DOCUMENT TEXT:
The result is 0.3633. P would then equal 1.0000 – 0.3633 = 0.6367.

For "equal-to-or-greater-than" a given outcome, like three or more heads out of eight coin tosses, use the cumulative function "true" with the success at one less than the given outcome (3 – 1 = 2), then subtract the result from 1.

success = 2

trials = 8

p = 0.5

cumulative: true

The result is 0.1445. P would then equal 1.0000 – 0.1445 = 0.8555.

You can satisfy yourself that the above cumulative function examples on eight coin tosses make sense by seeing that the probability of "less than three heads" plus the probability of "three or more heads" equals 1. The same is true for "three heads or fewer" plus "more than three heads."


Problem #3

What is the chance of getting eight or fewer tails on 10 flips of a coin?

Using the Abbreviated Binomial Table (Figure 10-1), we can add the probabilities of getting zero, one, two, three, four, five, six, seven, and eight tails. However, it is easier to add the probabilities of nine or 10 tails, then subtract from 1. The probability of nine tails is 0.0098 and the probability of 10 tails is 0.0010. Adding these and then subtracting the sum from 1 gives 1.0000 – 0.0108 = 0.9892. So, the P of getting eight or fewer tails on 10 coin flips is 0.9892, or 98.92%.

Or, here's the most direct way:

Excel BINOMDIST
successes = 8
trials = 10
probability = 0.5
cumulative: true
The result is P = 0.9893 (the slight difference from above is due to rounding error).

Case Study: Excessive Accident Rate

Asales force had an accident rate that was excessive and the sales manager was under a lot of pressure to reduce it. One of the salespeople thought that the accidents were higher near the end of the year, so he looked at 100 random accidents from each of several years, calculating the average accident rate for each month. He found that December had the highest average of any month, at 15 accidents. The other months all had lower rates, more or less similar.

The sales manager determined that the chance of getting 15 or more accidents in December due to random causes alone was very unlikely. On analyzing further, he also noted that January was not high, so he doubted that weather was the cause.

PROMPT 1:
In the binomial probability text, what is the probability of getting exactly nine tails on 10 coin flips?
PROMPT 2:
Continue the binomial probability text, starting right after its last sentence.

PROVIDED MATERIAL:
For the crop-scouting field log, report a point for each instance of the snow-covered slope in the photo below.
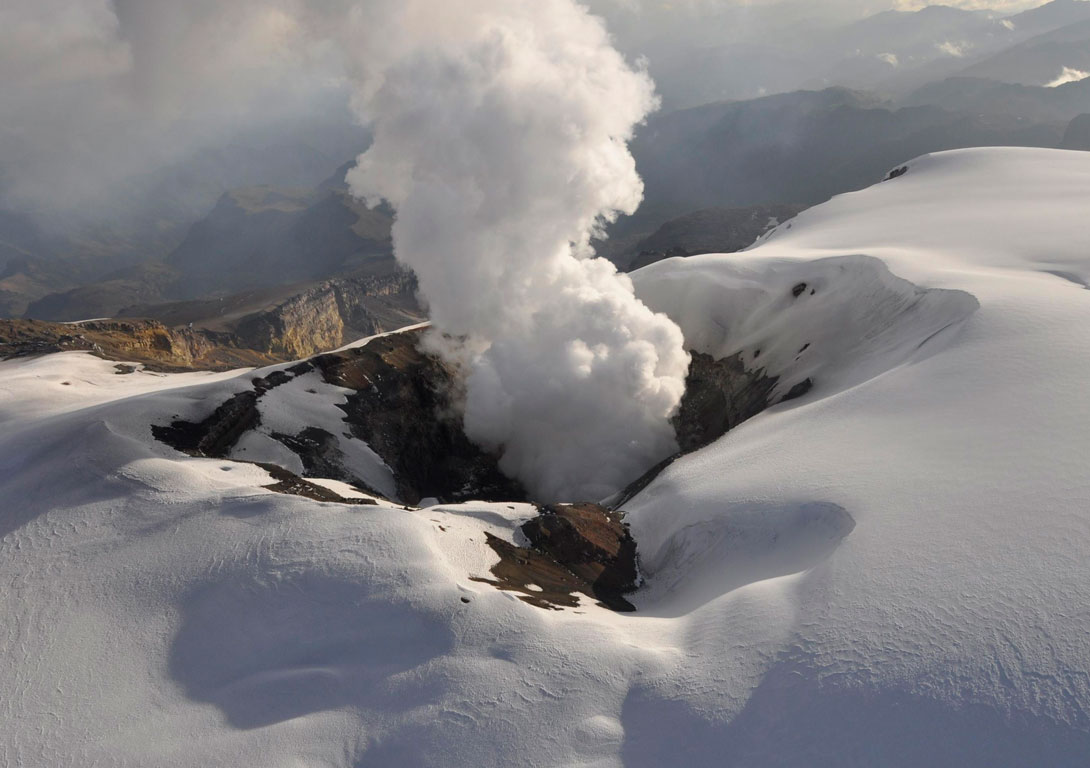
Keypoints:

FINAL ANSWER 1:
0.0098

FINAL ANSWER 2:
The next year the sales manager dictated giving gifts to the customers during the holiday season, rather than partying with them, and the accident rate went down to the same as for the other months.


Let's verify the sales manager's finding that December's 15 accidents out of 100 for a year was "very unlikely." First, some interpretation as to what was "very unlikely." He wasn't surprised that the December accident average was exactly 15; he was surprised that it was that high. 16 or 17 would also have surprised him! So, that is why he checked against the likelihood of 15 or more accidents happening in December due to random cause. This approach is more conservative and made him less likely to erroneously find that something happened due to other than random cause. The likelihood of getting an exact number is generally small and will bias results to show that the result was not random.

Excel BINOMDIST

successes = 14

trials = 100

probability = 0.08333 (1/12, which is what would be expected for a random month)

cumulative: true

The result is 0.9814. P would then equal 1.0000 – 0.9814 = 0.0186 or 1.86%.

So the sales manager was correct in saying that 15 or more accidents in December was very unlikely, since it would be expected to happen randomly only 1.86% of the time. He would therefore be 98.14% (100% – 1.86%) confident that the December accident rate was not random.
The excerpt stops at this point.